● Exercise directions:
Produce an exact copy of the lines from the line containing "[locate] white curtain" through the last line of the listing below, both ends included, and nothing else.

● Data supplied:
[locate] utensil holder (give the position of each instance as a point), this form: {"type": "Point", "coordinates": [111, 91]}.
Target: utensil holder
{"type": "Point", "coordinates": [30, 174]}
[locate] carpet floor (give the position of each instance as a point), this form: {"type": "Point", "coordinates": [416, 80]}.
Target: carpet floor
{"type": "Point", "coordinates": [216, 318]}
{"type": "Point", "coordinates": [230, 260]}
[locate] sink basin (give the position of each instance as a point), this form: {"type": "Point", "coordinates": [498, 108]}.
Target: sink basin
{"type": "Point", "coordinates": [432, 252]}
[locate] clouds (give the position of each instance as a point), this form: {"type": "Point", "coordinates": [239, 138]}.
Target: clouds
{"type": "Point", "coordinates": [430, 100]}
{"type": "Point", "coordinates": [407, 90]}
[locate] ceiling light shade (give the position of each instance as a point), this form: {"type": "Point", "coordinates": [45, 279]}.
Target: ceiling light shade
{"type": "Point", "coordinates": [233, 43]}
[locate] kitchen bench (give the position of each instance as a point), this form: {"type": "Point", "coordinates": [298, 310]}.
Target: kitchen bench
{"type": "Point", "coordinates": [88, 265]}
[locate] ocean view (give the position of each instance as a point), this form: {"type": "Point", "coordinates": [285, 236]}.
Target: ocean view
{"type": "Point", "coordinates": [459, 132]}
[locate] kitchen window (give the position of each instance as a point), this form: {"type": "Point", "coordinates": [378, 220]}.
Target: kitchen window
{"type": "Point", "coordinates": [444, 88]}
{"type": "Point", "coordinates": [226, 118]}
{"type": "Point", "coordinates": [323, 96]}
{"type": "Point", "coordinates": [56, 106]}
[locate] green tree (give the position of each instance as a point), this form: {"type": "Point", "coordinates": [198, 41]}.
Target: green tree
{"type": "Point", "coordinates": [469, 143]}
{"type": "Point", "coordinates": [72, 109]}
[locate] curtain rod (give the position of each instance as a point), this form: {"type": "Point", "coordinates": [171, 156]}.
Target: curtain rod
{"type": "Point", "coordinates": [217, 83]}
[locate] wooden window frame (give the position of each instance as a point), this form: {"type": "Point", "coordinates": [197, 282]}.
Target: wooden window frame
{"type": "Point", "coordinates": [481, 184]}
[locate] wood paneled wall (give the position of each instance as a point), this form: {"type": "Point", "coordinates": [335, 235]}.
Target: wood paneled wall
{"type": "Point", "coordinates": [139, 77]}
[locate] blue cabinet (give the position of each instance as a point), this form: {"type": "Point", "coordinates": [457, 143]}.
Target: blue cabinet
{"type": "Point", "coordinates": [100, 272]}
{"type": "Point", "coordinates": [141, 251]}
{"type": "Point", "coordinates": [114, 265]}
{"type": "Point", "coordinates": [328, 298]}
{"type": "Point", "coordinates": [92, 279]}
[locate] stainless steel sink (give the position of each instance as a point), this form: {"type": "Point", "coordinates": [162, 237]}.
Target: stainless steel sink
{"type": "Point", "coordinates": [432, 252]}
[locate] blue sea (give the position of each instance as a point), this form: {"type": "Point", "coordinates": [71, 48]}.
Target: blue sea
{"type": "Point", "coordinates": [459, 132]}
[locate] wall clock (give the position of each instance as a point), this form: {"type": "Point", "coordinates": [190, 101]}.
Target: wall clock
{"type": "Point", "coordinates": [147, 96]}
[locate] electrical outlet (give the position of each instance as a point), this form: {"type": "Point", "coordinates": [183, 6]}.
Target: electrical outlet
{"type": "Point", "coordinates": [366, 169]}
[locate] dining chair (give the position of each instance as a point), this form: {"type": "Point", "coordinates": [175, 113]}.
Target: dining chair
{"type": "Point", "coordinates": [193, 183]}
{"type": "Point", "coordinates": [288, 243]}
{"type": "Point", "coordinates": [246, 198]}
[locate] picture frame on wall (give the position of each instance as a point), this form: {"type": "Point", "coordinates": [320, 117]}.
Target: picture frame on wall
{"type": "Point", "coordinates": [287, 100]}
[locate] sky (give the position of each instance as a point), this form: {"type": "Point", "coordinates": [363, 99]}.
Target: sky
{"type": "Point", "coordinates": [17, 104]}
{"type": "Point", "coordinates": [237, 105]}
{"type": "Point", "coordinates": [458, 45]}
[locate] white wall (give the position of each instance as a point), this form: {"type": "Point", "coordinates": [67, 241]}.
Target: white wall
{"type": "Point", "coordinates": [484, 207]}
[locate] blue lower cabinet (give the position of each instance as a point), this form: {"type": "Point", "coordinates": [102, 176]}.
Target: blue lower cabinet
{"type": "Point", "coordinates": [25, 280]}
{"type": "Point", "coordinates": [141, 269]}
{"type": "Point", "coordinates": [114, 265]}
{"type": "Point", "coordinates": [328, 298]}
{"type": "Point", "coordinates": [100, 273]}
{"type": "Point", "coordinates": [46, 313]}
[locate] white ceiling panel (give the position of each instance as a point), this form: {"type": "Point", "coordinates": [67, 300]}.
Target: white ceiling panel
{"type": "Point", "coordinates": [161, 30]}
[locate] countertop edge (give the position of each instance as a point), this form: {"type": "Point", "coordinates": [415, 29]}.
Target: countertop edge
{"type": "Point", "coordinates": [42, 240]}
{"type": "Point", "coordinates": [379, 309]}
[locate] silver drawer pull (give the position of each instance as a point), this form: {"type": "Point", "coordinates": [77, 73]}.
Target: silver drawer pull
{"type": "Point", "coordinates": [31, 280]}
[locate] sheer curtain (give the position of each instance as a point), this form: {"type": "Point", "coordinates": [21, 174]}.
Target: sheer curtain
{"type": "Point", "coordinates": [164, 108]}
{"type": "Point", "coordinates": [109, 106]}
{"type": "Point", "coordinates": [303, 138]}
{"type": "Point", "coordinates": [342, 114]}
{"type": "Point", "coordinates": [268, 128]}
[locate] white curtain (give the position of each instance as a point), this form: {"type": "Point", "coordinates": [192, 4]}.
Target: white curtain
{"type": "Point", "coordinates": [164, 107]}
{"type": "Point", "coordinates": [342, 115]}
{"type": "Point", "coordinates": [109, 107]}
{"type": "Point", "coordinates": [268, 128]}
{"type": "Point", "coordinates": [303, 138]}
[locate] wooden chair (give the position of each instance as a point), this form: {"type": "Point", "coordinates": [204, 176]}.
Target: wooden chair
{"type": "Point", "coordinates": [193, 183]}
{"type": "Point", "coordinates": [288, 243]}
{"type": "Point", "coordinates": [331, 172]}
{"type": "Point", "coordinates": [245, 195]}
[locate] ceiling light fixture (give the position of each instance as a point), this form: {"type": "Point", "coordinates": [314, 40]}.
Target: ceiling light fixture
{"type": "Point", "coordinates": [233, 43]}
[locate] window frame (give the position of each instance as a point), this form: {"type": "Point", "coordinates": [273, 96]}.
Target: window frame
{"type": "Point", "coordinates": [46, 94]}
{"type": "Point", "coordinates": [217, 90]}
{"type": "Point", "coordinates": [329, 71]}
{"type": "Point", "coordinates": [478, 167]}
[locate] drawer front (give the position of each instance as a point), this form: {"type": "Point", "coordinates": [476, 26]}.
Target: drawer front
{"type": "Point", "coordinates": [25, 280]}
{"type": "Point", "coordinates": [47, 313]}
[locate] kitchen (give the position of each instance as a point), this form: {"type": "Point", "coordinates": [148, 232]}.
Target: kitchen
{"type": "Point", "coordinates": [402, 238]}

● Task response:
[locate] white curtain (give the position of each instance as a point), this form: {"type": "Point", "coordinates": [192, 4]}.
Target: white curtain
{"type": "Point", "coordinates": [164, 107]}
{"type": "Point", "coordinates": [342, 115]}
{"type": "Point", "coordinates": [109, 107]}
{"type": "Point", "coordinates": [268, 128]}
{"type": "Point", "coordinates": [303, 138]}
[locate] wooden chair (give the position of each instance as a point), this form: {"type": "Point", "coordinates": [204, 176]}.
Target: wooden chair
{"type": "Point", "coordinates": [193, 183]}
{"type": "Point", "coordinates": [288, 243]}
{"type": "Point", "coordinates": [331, 172]}
{"type": "Point", "coordinates": [245, 195]}
[locate] ceiling light fixture (give the position of each instance as a point), this form: {"type": "Point", "coordinates": [314, 40]}.
Target: ceiling light fixture
{"type": "Point", "coordinates": [233, 43]}
[locate] window frame (give the position of each instance as a point), this form: {"type": "Point", "coordinates": [273, 96]}.
Target: window frame
{"type": "Point", "coordinates": [46, 94]}
{"type": "Point", "coordinates": [217, 90]}
{"type": "Point", "coordinates": [329, 71]}
{"type": "Point", "coordinates": [478, 167]}
[locate] drawer front (give the position of each instance as a point), this form: {"type": "Point", "coordinates": [476, 26]}.
Target: drawer front
{"type": "Point", "coordinates": [25, 280]}
{"type": "Point", "coordinates": [47, 313]}
[locate] kitchen (give the position of each instance as a point), this form: {"type": "Point", "coordinates": [148, 232]}.
Target: kitchen
{"type": "Point", "coordinates": [402, 238]}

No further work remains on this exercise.